▶ **Recorded data**:
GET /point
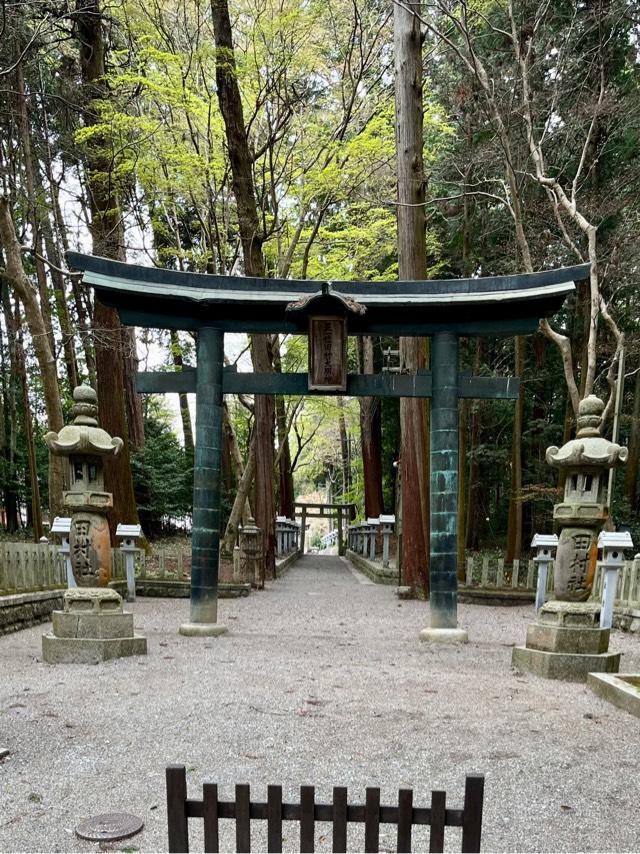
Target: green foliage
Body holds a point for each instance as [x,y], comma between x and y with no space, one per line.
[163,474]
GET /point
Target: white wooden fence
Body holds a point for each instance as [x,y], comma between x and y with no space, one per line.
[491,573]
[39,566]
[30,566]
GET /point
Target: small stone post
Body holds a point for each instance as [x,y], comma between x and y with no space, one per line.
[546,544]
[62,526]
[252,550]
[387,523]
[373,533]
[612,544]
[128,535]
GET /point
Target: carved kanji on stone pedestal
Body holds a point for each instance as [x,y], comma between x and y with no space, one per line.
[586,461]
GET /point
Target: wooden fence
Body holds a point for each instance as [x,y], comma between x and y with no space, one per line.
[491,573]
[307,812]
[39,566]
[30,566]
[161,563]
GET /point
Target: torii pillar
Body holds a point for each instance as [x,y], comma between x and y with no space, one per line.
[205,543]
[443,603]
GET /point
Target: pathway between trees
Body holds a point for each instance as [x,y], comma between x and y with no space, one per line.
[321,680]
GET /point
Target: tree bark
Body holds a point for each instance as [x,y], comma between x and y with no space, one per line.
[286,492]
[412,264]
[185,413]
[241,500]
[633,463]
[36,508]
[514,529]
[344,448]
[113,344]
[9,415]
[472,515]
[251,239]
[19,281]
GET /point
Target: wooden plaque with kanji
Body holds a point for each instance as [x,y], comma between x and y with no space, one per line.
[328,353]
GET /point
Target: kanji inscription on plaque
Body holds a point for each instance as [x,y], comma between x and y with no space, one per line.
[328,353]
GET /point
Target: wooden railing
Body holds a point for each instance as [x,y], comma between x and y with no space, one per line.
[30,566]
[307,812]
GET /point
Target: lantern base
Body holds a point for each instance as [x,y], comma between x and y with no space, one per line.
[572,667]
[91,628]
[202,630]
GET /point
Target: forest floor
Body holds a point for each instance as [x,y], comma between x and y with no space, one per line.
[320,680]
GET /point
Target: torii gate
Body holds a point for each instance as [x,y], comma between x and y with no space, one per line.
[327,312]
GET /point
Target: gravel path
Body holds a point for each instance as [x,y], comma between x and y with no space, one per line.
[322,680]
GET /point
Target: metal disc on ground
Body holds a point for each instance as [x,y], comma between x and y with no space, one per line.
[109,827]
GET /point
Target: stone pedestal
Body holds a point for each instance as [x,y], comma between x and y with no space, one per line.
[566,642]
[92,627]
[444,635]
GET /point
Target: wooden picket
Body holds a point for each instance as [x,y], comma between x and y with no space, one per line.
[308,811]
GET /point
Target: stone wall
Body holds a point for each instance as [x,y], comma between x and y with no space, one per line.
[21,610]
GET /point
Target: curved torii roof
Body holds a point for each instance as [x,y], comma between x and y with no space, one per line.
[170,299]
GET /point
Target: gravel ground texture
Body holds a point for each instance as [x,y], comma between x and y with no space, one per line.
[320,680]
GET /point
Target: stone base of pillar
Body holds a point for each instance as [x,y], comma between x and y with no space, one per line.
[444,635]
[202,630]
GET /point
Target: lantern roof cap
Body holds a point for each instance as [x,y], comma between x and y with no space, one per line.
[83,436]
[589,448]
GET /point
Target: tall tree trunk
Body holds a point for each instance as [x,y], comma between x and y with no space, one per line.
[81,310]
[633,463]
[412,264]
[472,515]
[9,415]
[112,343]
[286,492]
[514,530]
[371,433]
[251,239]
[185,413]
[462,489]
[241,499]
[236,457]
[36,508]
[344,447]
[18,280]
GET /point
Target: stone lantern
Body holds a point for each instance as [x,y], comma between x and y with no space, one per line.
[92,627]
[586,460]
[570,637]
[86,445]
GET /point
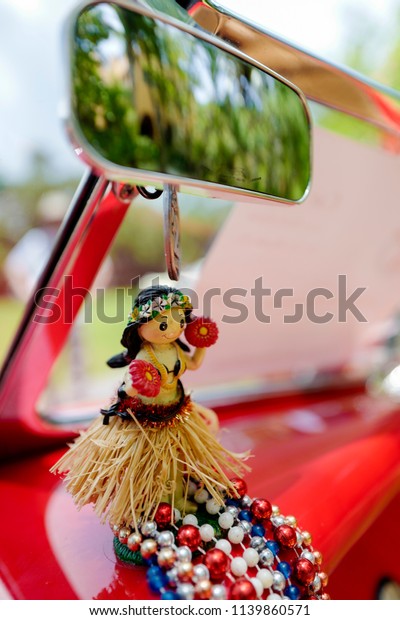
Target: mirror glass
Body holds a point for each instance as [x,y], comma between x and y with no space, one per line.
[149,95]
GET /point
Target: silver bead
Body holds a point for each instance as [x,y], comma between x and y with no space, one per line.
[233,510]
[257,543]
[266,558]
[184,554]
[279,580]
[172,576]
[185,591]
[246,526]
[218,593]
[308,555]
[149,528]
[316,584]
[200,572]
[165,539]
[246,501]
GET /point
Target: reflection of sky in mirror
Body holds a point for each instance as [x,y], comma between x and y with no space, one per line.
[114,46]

▶ **Directions for this task**: Select the lines in this material that hold the word "fence", leaving none out.

▶ **Task solution**:
Target: white wooden fence
Target: wooden fence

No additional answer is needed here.